* Page excerpt *
◇ ◇ ◇ ◇ ◇
Sunday, March 21, 2010

Brandon Massey


Brandon Massey has come on board with a few articles. Massey self-published his first novel, built his own audience, and parlayed it into a career writing thrillers for Kensington Books. Since the aim of Write Good or Die is to offer different perspectives, here's one of a self-pubber made good (though he will be the first to tell you you probably shouldn't try it!)

Massey is the award-winning author of several thrillers and story collections, including Dark Corner, The Other Brother, Don’t Ever Tell, and Vicious. He lives with his family near Atlanta, GA, where he is at work on his next suspense thriller. Visit him online at www.brandonmassey.com and sign up for his free newsletter, The Talespinner, to receive book news updates and writing tips.

Thursday, March 18, 2010

Harley Jane Kozak



Okay, I now have all three of the Killerettes in Write Good or Die...which was the REAL mission of this project! (For those not aware of this obscure pop-cult reference, we were in the Killer Thriller Band that performed at the first Thrillerfest awards ceremony--I guess that was 2006).
◇ ◇ ◇ ◇ ◇
* Source data *
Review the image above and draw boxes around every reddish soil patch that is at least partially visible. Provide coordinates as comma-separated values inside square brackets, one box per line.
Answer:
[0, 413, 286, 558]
◇ ◇ ◇ ◇ ◇
* Request A *
Rewrite the stretch of the blog excerpt from "Thursday, March 18, 2010" through "that was 2006).", putting "Thrillerettes" in place of "Killerettes".
* Request B *
Answer these questions from the blog excerpt above the material:
(i) Which publisher does Brandon Massey write thrillers for?
(ii) What is the name of Massey's free newsletter?
(iii) At what event did the Killer Thriller Band perform?
* Request C *
List every book title by Brandon Massey that the blog excerpt names.

* Correct output A *
Thursday, March 18, 2010

Harley Jane Kozak



Okay, I now have all three of the Thrillerettes in Write Good or Die...which was the REAL mission of this project! (For those not aware of this obscure pop-cult reference, we were in the Killer Thriller Band that performed at the first Thrillerfest awards ceremony--I guess that was 2006).

* Correct output B *
(i) Kensington Books
(ii) The Talespinner
(iii) The first Thrillerfest awards ceremony

* Correct output C *
Dark Corner
The Other Brother
Don’t Ever Tell
Vicious